§ WRITTEN EXERCISE: Give everything from the start of the entries down to the line containing "120], [162, 115]]" as a JSON list of strings, one string per line, leaving out blank lines.

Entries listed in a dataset
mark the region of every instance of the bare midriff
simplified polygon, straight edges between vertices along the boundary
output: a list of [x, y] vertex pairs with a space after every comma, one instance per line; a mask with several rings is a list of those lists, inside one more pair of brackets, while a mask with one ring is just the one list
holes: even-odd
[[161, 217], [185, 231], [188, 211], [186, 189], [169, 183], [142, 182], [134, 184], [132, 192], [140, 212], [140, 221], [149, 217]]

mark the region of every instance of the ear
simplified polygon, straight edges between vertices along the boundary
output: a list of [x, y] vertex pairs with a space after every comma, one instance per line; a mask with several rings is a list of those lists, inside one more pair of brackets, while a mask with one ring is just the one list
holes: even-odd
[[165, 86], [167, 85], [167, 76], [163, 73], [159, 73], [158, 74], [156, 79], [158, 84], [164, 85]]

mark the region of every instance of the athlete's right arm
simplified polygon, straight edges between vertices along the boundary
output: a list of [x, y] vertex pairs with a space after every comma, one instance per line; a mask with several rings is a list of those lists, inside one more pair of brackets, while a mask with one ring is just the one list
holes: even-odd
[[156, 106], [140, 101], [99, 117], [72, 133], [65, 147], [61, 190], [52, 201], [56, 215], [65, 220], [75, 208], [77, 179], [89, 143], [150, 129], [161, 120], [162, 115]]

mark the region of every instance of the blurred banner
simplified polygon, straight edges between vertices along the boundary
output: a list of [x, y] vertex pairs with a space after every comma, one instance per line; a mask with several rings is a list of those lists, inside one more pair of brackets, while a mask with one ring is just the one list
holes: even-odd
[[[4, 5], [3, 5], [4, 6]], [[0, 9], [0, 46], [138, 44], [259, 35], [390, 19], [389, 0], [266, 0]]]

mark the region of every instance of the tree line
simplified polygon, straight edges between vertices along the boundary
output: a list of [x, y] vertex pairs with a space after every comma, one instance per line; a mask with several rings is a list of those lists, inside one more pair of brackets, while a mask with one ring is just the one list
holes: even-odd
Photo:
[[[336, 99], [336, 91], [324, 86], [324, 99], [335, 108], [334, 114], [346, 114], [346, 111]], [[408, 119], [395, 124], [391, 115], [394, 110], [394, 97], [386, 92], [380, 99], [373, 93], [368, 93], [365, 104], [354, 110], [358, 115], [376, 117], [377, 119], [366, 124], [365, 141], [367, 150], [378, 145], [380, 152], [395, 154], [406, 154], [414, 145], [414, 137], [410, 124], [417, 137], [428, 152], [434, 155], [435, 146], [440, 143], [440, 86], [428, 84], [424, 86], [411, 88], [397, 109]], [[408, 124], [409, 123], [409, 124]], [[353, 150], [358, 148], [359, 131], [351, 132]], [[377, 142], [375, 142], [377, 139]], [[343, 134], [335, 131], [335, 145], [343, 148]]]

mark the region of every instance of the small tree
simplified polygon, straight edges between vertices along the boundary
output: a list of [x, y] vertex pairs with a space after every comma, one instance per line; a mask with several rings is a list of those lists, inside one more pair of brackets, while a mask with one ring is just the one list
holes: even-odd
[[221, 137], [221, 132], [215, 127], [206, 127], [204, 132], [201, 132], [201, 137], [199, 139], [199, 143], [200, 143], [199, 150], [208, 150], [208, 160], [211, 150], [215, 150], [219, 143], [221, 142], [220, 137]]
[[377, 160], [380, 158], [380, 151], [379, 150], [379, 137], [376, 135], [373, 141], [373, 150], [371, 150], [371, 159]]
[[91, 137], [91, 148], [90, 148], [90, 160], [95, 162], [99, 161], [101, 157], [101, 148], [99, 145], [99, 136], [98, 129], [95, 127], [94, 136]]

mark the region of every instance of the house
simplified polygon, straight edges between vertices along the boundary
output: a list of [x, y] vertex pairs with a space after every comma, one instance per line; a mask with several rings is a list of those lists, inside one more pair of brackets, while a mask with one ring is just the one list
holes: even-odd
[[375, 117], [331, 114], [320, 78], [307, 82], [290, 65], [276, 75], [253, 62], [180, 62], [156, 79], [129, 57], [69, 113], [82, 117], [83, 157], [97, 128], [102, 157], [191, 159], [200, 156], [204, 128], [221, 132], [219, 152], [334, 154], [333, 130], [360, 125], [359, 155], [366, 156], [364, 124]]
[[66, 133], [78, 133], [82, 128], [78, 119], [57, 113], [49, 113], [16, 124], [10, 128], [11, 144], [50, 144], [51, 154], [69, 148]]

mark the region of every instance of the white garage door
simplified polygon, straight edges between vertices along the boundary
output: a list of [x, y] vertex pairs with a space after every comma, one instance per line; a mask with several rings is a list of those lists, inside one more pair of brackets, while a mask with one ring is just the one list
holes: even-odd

§ COMPLETED TASK:
[
  "mark the region of every instance of the bare midriff",
  "simplified polygon, straight edges between vertices along the boundary",
  "output: a list of [x, y] vertex pairs with a space after every comma, one instance per line; a mask with several rings is a list of those lists, inside one more pair of brackets, while a mask with one ring is just the one list",
  "holes: even-odd",
  "[[161, 217], [185, 231], [188, 211], [186, 189], [169, 183], [142, 182], [134, 184], [132, 192], [140, 212], [140, 221], [149, 217]]",
  "mark the region of every instance of the ear",
  "simplified polygon, straight edges between vertices along the boundary",
  "output: a list of [x, y] vertex pairs with a space after every comma, one instance per line; a mask with several rings is a list of those lists, inside one more pair of brackets, while a mask with one ring is just the one list",
  "holes: even-odd",
  "[[165, 86], [167, 85], [167, 76], [163, 73], [159, 73], [158, 74], [156, 79], [158, 84], [164, 85]]",
  "mark the region of every instance of the athlete's right arm",
  "simplified polygon, straight edges between vertices along the boundary",
  "output: a list of [x, y] vertex pairs with a space after every comma, one instance per line; a mask with several rings is a list of those lists, inside one more pair of brackets, while a mask with one ring is just the one list",
  "holes: even-odd",
  "[[156, 106], [140, 101], [99, 117], [72, 133], [65, 147], [61, 190], [52, 201], [56, 215], [65, 220], [75, 208], [77, 179], [89, 143], [150, 129], [161, 120], [162, 115]]"
]